═════ RECORDS PROVIDED ═════

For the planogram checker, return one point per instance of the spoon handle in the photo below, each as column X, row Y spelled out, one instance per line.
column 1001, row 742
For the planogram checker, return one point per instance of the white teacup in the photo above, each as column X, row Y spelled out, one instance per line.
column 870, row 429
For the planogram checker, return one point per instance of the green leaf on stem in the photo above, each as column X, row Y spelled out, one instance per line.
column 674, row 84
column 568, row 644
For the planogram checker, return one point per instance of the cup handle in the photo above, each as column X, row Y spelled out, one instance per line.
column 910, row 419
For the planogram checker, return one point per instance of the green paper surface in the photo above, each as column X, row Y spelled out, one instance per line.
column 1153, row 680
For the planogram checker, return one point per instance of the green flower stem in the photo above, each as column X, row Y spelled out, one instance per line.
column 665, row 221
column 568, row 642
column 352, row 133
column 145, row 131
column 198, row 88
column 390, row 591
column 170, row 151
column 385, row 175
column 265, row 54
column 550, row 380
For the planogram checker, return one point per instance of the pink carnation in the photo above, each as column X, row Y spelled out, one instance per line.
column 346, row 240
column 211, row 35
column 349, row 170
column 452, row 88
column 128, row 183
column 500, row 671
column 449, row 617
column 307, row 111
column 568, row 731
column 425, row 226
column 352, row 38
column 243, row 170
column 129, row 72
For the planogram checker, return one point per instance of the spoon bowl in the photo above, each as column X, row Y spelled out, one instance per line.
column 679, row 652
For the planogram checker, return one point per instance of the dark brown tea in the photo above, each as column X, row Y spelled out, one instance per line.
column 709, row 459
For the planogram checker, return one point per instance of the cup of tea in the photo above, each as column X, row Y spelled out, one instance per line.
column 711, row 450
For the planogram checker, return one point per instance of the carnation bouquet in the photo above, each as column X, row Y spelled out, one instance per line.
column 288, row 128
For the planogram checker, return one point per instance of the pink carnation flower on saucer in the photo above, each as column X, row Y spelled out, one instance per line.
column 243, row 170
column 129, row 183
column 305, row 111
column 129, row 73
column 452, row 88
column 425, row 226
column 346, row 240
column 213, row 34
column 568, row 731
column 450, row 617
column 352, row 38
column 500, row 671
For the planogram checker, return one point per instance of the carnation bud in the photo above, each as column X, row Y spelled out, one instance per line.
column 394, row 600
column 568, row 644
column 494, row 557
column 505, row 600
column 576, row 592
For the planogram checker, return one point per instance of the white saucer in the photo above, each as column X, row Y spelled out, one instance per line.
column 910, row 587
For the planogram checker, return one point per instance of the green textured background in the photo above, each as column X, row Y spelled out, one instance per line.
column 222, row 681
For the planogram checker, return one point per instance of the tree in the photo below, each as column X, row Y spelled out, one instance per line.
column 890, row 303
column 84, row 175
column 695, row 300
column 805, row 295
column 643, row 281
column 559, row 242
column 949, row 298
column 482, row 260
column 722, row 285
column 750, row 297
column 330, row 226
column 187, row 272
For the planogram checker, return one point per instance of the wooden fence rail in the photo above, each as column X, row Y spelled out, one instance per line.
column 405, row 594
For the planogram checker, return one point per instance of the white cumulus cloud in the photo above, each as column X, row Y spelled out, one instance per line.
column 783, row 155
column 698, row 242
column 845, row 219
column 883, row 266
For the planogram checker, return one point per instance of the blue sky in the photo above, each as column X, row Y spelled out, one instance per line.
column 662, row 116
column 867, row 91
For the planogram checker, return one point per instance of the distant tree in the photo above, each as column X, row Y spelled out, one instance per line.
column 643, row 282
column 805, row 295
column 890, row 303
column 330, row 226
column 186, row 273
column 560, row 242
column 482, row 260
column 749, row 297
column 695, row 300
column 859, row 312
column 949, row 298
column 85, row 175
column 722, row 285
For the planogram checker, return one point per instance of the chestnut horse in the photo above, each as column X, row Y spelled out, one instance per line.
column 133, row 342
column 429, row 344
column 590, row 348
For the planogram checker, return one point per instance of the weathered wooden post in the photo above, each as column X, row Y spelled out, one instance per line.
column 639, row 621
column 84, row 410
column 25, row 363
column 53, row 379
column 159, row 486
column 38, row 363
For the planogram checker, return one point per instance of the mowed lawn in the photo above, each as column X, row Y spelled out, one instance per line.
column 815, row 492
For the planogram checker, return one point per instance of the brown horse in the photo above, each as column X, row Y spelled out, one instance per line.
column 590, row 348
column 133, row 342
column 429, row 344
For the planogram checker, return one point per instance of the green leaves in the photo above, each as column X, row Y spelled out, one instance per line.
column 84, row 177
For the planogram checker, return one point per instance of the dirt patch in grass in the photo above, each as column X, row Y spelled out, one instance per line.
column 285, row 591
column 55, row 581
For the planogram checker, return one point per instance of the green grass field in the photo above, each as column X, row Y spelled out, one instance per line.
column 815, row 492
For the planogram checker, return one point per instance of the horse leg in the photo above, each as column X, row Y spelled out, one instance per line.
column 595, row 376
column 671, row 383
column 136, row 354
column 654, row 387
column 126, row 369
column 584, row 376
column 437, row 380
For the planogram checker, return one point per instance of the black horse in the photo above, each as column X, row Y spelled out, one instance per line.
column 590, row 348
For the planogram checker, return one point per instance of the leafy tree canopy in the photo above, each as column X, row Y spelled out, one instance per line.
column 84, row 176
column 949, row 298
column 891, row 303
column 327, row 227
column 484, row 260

═════

* **THE REQUEST**: Rewrite the lines from the one containing "of the wooden" up to and including the one containing "column 867, row 91", substituting "gray rain cloud" for "white cumulus cloud" and leaving everything else unchanged.

* **TASK ANSWER**:
For the planogram checker, return one point per instance of the wooden fence rail in the photo above, each as column X, row Y spelled out, one instance per line.
column 405, row 594
For the planogram checker, return one point per instance of the gray rain cloud in the photo above, each as column X, row Y spelled out, one instance per line.
column 783, row 155
column 698, row 242
column 845, row 219
column 883, row 266
For the planogram checker, return one point per instance of the blue sky in the photo above, each as column X, row Y spelled out, one instance per line.
column 662, row 116
column 867, row 91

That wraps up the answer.